Selected passage:
-- begin --
The cultural revolution of the 1960s cracked open the shell of Christianity in America. Into that breach poured the lamas and their tantric systems. What appeared to be a message of peace and healing, at precisely the moment of American disillusionment, carried with it an occult agenda. In that sense, the story of tantra in America is not just about East meeting West, but about a deeper pattern repeating itself: a hidden, Luciferian tradition resurfacing under new guises.


*Not every Freemason engages in satanic practices, or even knows about that aspect of it. It is only at the 33rd degree and beyond that initiates are allegedly confronted with a Luciferian element. This is somewhat like the staged vows and initiations of Tibetan Buddhism that lead beyond basic Buddhism into communion with a pantheon of tantric gods that are not merely symbols or archetypes. Each level of Freemasonry opens the way to higher oaths and allegiances, ultimately directed toward Lucifer and other demons.
-- end --
Work to complete:
A. Revise the passage on tantra in America, giving back the part that opens with the words containing "The cultural revolution" and closes with "under new guises.", and replace "lamas" with "teachers".
B. Render this sentence from the passage on tantra in America into Spanish: "Into that breach poured the lamas and their tantric systems."
C. Carry the passage on tantra and Freemasonry forward from its last sentence.
The lines that come next are separate material, unrelated to the passage.

Stored records:
-- begin --
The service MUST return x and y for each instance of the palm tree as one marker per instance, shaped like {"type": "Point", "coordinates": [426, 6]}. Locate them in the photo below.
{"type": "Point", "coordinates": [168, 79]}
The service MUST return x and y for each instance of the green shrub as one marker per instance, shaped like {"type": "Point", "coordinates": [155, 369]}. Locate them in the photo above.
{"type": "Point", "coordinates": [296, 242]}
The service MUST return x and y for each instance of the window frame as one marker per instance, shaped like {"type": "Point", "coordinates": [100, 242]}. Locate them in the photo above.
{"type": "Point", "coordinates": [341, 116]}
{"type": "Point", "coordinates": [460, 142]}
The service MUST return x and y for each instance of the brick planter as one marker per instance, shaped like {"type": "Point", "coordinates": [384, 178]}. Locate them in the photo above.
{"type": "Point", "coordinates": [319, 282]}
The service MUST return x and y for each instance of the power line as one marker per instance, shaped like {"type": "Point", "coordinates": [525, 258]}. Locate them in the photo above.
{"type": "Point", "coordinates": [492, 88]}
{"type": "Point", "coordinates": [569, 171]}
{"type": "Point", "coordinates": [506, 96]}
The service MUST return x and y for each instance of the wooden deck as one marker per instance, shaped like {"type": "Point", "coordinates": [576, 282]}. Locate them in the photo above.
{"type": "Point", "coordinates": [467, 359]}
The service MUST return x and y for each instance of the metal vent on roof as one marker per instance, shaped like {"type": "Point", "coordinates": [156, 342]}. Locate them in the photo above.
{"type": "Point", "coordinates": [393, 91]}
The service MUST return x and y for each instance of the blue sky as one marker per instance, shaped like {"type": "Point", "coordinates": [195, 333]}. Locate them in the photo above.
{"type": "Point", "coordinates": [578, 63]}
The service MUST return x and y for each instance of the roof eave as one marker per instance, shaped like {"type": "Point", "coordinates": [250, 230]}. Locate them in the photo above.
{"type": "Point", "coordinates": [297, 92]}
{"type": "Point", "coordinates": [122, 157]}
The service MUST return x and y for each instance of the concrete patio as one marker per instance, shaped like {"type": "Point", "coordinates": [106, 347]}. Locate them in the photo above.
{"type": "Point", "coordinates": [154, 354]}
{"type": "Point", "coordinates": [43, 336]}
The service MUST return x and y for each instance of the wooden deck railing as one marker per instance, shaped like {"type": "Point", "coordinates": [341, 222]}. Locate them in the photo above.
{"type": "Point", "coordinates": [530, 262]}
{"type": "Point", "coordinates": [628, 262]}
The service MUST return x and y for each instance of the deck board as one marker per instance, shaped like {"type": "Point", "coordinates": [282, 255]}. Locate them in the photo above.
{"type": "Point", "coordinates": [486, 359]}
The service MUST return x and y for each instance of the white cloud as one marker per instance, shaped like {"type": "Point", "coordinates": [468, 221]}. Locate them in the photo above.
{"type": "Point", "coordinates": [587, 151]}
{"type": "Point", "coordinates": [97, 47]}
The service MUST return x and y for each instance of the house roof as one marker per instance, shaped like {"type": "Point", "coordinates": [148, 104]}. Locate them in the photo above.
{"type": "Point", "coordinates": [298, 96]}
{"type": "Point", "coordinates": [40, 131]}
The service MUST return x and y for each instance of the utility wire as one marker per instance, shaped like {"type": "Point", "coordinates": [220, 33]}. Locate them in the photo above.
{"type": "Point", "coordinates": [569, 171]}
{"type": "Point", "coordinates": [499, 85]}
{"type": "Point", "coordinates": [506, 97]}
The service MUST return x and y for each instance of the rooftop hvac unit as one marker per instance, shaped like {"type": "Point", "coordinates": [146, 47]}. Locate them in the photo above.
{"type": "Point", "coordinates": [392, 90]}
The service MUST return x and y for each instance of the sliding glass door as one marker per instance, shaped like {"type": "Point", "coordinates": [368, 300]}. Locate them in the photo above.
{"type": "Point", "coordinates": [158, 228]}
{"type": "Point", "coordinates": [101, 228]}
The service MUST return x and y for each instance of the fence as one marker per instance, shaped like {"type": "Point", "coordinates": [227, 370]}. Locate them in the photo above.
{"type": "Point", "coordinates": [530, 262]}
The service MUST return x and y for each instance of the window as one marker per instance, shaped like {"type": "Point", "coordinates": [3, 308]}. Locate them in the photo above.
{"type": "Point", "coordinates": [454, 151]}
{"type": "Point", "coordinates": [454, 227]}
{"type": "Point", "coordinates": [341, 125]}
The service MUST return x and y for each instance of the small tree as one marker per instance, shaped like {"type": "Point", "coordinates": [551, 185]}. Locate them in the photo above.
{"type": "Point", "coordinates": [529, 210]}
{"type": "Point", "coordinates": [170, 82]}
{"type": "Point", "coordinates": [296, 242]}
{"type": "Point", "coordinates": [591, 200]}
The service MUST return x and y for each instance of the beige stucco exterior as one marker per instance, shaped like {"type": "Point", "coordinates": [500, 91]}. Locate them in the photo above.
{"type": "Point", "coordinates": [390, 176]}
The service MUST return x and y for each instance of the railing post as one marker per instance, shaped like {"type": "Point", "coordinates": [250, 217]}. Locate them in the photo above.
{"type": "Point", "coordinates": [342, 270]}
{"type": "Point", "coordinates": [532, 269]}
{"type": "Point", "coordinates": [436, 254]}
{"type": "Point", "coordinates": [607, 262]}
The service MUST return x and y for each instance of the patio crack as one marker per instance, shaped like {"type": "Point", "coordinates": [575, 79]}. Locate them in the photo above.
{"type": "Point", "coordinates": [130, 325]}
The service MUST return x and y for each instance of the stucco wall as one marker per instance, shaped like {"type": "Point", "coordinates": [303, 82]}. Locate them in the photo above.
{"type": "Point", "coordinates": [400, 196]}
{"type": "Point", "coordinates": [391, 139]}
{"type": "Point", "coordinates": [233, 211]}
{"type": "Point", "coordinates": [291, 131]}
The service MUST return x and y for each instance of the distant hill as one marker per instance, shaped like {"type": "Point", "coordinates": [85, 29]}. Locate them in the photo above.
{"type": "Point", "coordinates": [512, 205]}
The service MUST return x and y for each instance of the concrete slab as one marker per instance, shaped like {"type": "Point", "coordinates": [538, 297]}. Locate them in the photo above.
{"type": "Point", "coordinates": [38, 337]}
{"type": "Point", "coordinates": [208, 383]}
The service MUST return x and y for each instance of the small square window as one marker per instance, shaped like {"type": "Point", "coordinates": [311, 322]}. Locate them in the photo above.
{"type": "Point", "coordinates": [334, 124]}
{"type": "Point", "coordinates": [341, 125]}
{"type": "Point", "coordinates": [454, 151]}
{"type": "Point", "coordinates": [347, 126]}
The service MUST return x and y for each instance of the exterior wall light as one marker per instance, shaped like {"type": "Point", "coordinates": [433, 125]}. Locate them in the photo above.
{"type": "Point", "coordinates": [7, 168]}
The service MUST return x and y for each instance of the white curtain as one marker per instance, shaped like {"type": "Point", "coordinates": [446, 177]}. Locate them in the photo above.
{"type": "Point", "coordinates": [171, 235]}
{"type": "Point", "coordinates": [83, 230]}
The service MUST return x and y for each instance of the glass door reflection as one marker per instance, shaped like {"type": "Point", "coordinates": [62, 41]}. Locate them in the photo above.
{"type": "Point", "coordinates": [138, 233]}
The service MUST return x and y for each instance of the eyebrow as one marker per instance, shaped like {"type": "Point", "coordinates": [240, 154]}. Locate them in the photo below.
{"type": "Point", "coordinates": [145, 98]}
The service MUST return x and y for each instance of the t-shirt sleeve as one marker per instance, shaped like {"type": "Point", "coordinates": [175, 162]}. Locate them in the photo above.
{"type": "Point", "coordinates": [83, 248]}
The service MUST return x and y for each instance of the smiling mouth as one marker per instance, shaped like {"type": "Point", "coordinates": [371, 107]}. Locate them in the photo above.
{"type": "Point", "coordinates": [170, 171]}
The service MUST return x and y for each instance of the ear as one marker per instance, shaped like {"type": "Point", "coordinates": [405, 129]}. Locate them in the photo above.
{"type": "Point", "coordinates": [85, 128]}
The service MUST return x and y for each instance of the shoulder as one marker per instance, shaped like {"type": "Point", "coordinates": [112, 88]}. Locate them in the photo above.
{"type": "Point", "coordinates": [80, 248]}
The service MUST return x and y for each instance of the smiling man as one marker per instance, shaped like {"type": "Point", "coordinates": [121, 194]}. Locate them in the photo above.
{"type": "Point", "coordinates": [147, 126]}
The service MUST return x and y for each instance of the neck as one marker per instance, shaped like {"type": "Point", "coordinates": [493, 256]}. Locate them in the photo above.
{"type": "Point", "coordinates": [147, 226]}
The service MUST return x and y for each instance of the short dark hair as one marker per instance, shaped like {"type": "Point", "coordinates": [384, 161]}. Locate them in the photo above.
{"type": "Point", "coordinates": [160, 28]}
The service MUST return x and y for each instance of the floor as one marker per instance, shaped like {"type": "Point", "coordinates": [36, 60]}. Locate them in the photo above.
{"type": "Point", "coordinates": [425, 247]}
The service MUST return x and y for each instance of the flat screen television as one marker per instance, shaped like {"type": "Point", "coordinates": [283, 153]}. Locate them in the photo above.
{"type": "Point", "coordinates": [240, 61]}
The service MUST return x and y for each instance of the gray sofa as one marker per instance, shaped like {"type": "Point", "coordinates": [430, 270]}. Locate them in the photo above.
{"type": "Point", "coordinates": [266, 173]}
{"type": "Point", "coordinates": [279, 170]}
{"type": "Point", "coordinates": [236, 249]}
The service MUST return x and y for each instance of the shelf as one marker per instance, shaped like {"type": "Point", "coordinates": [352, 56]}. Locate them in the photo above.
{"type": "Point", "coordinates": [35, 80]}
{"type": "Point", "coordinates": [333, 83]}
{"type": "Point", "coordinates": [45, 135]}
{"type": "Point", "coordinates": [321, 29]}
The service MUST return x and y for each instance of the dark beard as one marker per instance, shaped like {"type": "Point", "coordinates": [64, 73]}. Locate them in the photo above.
-- end --
Outputs in order:
A.
The cultural revolution of the 1960s cracked open the shell of Christianity in America. Into that breach poured the teachers and their tantric systems. What appeared to be a message of peace and healing, at precisely the moment of American disillusionment, carried with it an occult agenda. In that sense, the story of tantra in America is not just about East meeting West, but about a deeper pattern repeating itself: a hidden, Luciferian tradition resurfacing under new guises.

B. En esa brecha se volcaron los lamas y sus sistemas tántricos.

C.
**While many of the Founding Fathers were Freemasons, probably some of them really did have noble intentions and wanted to make Washington, D.C. a kind of beacon of light. But there were very deep, dark, hidden forces that lurked within Freemasonry.

Occult Parallels Between Freemasonry and Tibetan Tantric Buddhism


When most people hear the term Freemasonry, they think of an old-world fraternity, moral instruction through symbolism, and discreet handshakes. When they hear Tibetan tantric Buddhism, they imagine serene monks, compassion, and meditation. The public image of both is carefully cultivated, and in both cases, that image obscures a deeper, more esoteric reality.

Layers of Secrecy

Freemasonry is famously structured in degrees. Early initiates learn benign moral allegories; the deeper teachings are said to be revealed only at the highest levels, with rumors persisting about a Luciferian current unveiled around the 33rd degree. Likewise, Tibetan tantric Buddhism presents an accessible outer face, with philosophical teachings and an emphasis on compassionate practices, while reserving its most potent techniques for advanced initiates. These require formal empowerment ceremonies (wangkur) and vows (samaya) that bind the disciple not only to the guru but also to the unseen entities invoked in the practice.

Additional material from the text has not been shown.